§ **TEKS BACAAN**:
┄┄┄┄┄┄┄┄┄┄┄┄┄┄┄┄┄┄┄┄

Gowa – Rapat Dengar Pendapat (RDP) komisi I DPRD Gowa terkait tapal batas Desa Romangloe, Desa Sokkolia dan Desa Mataallo Kecamatan Bontomarannu berlangsung alot, SKPD (Satuan Kerja Perangkat Daerah) yang diundang masing masing mengeluarkan pendapat sesuai kapasitas, kapabilitas dan kompetensinya. RDP tersebut dilaksanakan di ruang persidangan DPRD Gowa, Rabu siang, (23/08/2023), Jl Mesjid Raya No 26, Sungguminasa, Kecamatan Somba Opu.
Pertemuan RDP ini terlaksana atas surat permohonan Toddopuli Indonesia Bersatu (TIB), dalam kesempatan RDP tersebut presiden TIB, Syafriadi Djaenaf langsung menyuarakan tentang keterlibatan mafia tanah yang memindahkan tapal batas desa sehingga belasan warga Desa Sokkolia di tahan oleh penyidik polres Gowa
Lebih jauh Syafriadi mengungkapkan, berdasarkan hasil kajian dan analisa tim investigasi TIB bahwa didapatkan info adanya warga pemilik lahan di Desa Romangloe dengan luas 8,7 Ha pada Persil 53 DII dan Kohir 1076 CI melaporkan 8 orang warga Desa Sokkolia pemilik lahan sebagai pelaku tindak pidana penyerobotan,” ungkapnya.

┄┄┄┄┄┄┄┄┄┄┄┄┄┄┄┄┄┄┄┄

§ **TUGAS WAJIB**:
1. Tuliskan kembali secara persis bagian teks tentang RDP tapal batas desa, dari "Gowa – Rapat" hingga "Kecamatan Somba Opu.".
2. Lanjutkan teks tentang RDP tapal batas desa, dimulai setelah kalimat terakhir yang tercantum.

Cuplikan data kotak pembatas
┄┄┄┄┄┄┄┄┄┄┄┄┄┄┄┄┄┄┄┄

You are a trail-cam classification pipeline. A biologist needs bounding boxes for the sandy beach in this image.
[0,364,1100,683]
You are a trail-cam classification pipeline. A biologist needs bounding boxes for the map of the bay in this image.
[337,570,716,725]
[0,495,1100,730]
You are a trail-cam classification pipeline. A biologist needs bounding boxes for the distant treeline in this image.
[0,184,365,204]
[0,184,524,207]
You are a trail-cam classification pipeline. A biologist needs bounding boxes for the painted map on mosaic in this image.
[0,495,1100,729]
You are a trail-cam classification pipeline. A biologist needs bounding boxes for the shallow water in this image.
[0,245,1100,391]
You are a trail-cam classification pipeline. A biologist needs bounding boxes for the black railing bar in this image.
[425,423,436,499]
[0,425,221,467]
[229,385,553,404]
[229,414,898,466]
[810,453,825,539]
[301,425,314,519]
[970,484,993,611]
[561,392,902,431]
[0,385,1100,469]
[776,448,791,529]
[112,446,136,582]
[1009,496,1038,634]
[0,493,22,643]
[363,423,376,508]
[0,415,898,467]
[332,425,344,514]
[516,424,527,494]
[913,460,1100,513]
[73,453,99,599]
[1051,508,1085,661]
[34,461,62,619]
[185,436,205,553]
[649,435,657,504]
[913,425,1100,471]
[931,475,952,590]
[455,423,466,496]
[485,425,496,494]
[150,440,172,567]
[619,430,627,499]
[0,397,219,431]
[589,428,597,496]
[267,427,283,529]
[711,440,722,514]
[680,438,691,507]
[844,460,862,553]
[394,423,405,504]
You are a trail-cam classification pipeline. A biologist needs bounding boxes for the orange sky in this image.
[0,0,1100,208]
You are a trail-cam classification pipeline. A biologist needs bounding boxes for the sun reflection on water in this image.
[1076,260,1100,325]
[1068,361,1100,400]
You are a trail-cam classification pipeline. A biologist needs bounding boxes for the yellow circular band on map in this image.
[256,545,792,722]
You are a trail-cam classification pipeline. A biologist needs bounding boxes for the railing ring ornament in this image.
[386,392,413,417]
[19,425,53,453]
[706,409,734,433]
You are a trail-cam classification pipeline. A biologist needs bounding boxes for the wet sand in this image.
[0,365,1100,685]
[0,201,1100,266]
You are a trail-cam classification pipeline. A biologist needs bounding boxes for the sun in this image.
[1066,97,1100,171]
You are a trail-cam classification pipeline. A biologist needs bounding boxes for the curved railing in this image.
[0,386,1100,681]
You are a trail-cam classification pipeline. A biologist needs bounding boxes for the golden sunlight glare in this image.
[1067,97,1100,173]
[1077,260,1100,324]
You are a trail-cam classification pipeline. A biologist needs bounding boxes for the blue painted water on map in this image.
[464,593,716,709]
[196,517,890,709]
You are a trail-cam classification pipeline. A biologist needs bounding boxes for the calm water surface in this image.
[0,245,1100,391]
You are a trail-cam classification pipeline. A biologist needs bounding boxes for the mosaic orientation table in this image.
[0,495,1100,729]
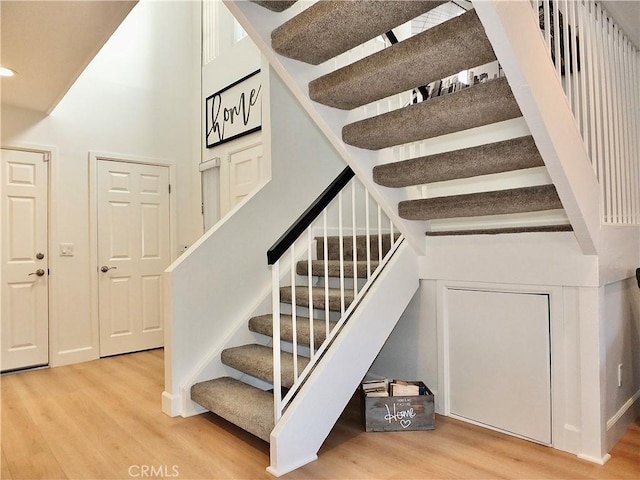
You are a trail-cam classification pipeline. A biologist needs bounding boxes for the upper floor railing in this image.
[531,0,640,225]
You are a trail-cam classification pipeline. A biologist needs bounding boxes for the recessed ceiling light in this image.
[0,67,16,77]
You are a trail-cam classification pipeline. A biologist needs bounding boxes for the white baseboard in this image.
[162,391,182,417]
[578,453,611,465]
[267,455,318,477]
[606,390,640,451]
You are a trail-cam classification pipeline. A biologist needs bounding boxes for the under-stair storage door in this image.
[0,148,49,371]
[97,160,170,356]
[220,139,265,216]
[445,289,551,445]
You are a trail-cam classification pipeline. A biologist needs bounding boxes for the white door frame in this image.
[89,151,178,358]
[0,142,59,366]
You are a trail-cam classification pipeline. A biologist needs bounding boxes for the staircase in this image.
[248,0,571,235]
[191,235,391,442]
[191,0,571,475]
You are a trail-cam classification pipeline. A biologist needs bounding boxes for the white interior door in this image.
[0,149,49,371]
[447,289,551,445]
[96,160,170,356]
[220,142,264,216]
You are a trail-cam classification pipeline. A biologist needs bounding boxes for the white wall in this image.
[602,277,640,448]
[2,0,202,365]
[163,65,345,415]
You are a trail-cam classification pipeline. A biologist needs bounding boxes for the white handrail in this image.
[272,178,403,422]
[532,0,640,225]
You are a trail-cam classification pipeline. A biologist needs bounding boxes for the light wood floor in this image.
[0,350,640,480]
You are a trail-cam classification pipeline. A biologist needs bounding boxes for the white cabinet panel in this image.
[446,289,551,444]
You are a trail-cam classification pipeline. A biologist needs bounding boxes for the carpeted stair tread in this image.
[191,377,274,442]
[342,77,522,150]
[249,314,336,347]
[427,225,573,237]
[296,257,379,278]
[222,344,309,388]
[315,233,398,261]
[271,0,446,65]
[309,10,496,110]
[251,0,298,12]
[280,285,354,312]
[373,136,544,188]
[398,185,562,220]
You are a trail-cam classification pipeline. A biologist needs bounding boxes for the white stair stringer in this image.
[223,0,427,254]
[267,242,419,476]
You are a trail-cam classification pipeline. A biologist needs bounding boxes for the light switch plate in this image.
[60,243,73,257]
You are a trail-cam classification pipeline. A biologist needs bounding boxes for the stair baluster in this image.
[268,168,403,423]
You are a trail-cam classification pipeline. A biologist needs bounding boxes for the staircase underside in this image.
[192,0,571,473]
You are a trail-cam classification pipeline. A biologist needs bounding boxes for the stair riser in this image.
[249,315,333,346]
[280,287,353,312]
[398,185,562,220]
[296,260,378,280]
[251,0,297,12]
[316,232,397,261]
[373,136,544,188]
[271,0,446,65]
[221,346,309,388]
[342,78,522,150]
[309,10,496,110]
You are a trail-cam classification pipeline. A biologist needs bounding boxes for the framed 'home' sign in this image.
[205,70,262,148]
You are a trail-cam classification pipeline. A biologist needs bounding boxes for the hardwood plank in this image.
[1,376,67,479]
[0,451,13,480]
[1,350,640,480]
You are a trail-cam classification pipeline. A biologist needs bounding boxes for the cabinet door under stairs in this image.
[446,289,551,445]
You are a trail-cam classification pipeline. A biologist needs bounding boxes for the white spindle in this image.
[307,228,315,360]
[351,180,358,295]
[609,23,626,223]
[532,0,640,224]
[291,246,298,382]
[542,0,551,54]
[364,190,371,279]
[378,204,382,263]
[551,1,562,78]
[558,0,575,108]
[271,260,282,422]
[338,192,345,315]
[322,208,329,337]
[576,2,598,153]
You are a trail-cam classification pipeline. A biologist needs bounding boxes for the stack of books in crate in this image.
[362,378,435,432]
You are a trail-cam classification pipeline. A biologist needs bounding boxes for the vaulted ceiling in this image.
[0,0,137,114]
[0,0,640,114]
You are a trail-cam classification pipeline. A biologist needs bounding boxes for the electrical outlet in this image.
[618,364,622,387]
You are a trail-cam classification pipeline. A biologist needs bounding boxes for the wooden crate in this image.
[361,382,436,432]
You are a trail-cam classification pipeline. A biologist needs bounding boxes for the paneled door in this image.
[0,148,49,371]
[220,142,265,216]
[96,160,170,356]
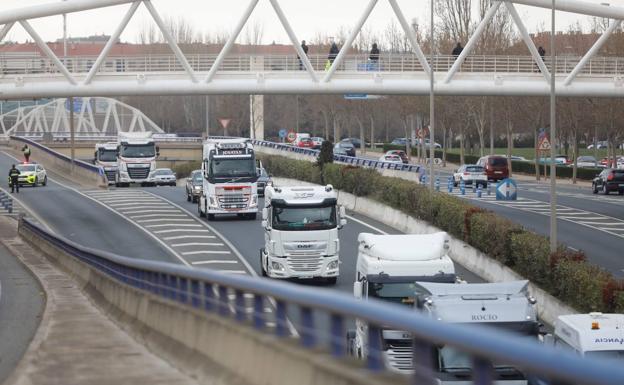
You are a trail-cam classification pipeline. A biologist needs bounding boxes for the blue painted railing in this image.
[20,219,624,385]
[251,140,424,174]
[11,136,104,175]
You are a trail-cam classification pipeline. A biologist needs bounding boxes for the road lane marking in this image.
[171,242,225,247]
[163,235,216,241]
[181,250,231,255]
[154,229,210,234]
[191,260,238,265]
[145,223,201,229]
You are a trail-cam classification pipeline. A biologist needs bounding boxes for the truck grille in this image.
[384,340,413,372]
[128,167,149,179]
[104,170,117,182]
[287,257,323,273]
[218,194,249,209]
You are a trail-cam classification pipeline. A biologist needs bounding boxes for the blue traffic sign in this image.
[496,178,518,201]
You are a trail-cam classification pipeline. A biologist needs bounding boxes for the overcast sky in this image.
[0,0,624,43]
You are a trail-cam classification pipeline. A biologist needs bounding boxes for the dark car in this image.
[592,168,624,195]
[334,141,355,156]
[186,170,204,203]
[477,155,509,181]
[258,167,272,197]
[341,138,362,148]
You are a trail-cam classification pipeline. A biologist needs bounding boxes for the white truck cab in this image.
[545,313,624,364]
[93,142,119,184]
[416,281,541,385]
[197,138,258,220]
[115,132,159,186]
[347,232,457,373]
[260,185,347,284]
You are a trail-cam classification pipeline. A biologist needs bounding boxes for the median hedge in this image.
[383,143,601,180]
[257,154,624,312]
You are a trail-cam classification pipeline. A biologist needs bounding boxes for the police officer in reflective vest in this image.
[9,165,20,193]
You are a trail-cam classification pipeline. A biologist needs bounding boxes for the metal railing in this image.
[20,219,624,385]
[0,53,624,77]
[251,139,425,174]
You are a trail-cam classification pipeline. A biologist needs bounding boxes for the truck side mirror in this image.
[353,281,364,299]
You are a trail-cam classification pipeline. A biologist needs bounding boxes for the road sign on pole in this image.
[496,178,518,201]
[286,130,297,143]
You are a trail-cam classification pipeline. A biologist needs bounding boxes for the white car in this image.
[379,154,403,164]
[453,164,487,187]
[15,162,48,187]
[154,168,177,186]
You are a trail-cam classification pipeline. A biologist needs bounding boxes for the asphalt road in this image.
[0,245,45,384]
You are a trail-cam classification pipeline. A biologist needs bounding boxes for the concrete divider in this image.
[273,177,578,325]
[19,219,409,385]
[9,136,108,187]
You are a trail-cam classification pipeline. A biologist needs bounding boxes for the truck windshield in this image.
[368,282,416,306]
[119,143,156,158]
[98,148,117,162]
[273,206,336,231]
[210,158,256,178]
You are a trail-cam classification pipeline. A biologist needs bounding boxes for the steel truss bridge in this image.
[0,0,624,99]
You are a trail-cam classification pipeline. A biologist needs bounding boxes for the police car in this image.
[15,162,48,187]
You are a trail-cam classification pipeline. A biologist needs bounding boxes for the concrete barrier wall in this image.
[273,178,578,325]
[254,146,420,183]
[9,137,108,187]
[19,220,409,385]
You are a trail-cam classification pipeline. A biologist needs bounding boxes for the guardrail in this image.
[251,139,424,174]
[0,52,624,75]
[0,190,13,214]
[20,218,624,385]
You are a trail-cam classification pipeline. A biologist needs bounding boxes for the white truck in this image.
[260,185,347,284]
[115,132,159,186]
[347,232,458,372]
[93,142,118,184]
[544,313,624,364]
[412,281,542,385]
[197,139,258,220]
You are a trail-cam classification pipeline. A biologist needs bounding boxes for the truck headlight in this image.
[271,262,284,271]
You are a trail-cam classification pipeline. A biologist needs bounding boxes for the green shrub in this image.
[173,161,201,179]
[552,259,611,313]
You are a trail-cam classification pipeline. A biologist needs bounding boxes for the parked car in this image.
[476,155,509,181]
[296,138,314,148]
[379,154,403,164]
[592,168,624,195]
[258,166,273,197]
[341,138,362,148]
[386,150,409,164]
[154,168,177,186]
[186,170,204,203]
[310,136,325,150]
[334,141,355,156]
[576,155,599,168]
[453,164,488,187]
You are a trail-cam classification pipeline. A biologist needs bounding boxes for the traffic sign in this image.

┄┄┄┄┄┄┄┄┄┄┄┄┄┄┄┄┄┄┄┄

§ **KUMPULAN JAWABAN**:
1.
Gowa – Rapat Dengar Pendapat (RDP) komisi I DPRD Gowa terkait tapal batas Desa Romangloe, Desa Sokkolia dan Desa Mataallo Kecamatan Bontomarannu berlangsung alot, SKPD (Satuan Kerja Perangkat Daerah) yang diundang masing masing mengeluarkan pendapat sesuai kapasitas, kapabilitas dan kompetensinya. RDP tersebut dilaksanakan di ruang persidangan DPRD Gowa, Rabu siang, (23/08/2023), Jl Mesjid Raya No 26, Sungguminasa, Kecamatan Somba Opu.

2.
“Aneh, luas pada suratnya 8,7 Ha namun ingin menguasai lahan lebih 20 Ha dengan surat yang sama. Itu surat yang dipindah pindahkan dari satu lahan ke lahan lainnya”
Malah mafia tanah ini untuk memuluskan aksinya, mereka memindahkan batas desa sehingga lahan yang awalnya Persil dan Kohir berada di Desa Sokkolia akhirnya menjadi Desa Romangloe, ada satu lagi bukti surat ketetapan IPEDA yang kami temukan datanya sama persis nomor Persil dan Kohirnya namun atas nama pemilik dan luasnya berbeda,” jelas Syafriadi dengan tawa lepas.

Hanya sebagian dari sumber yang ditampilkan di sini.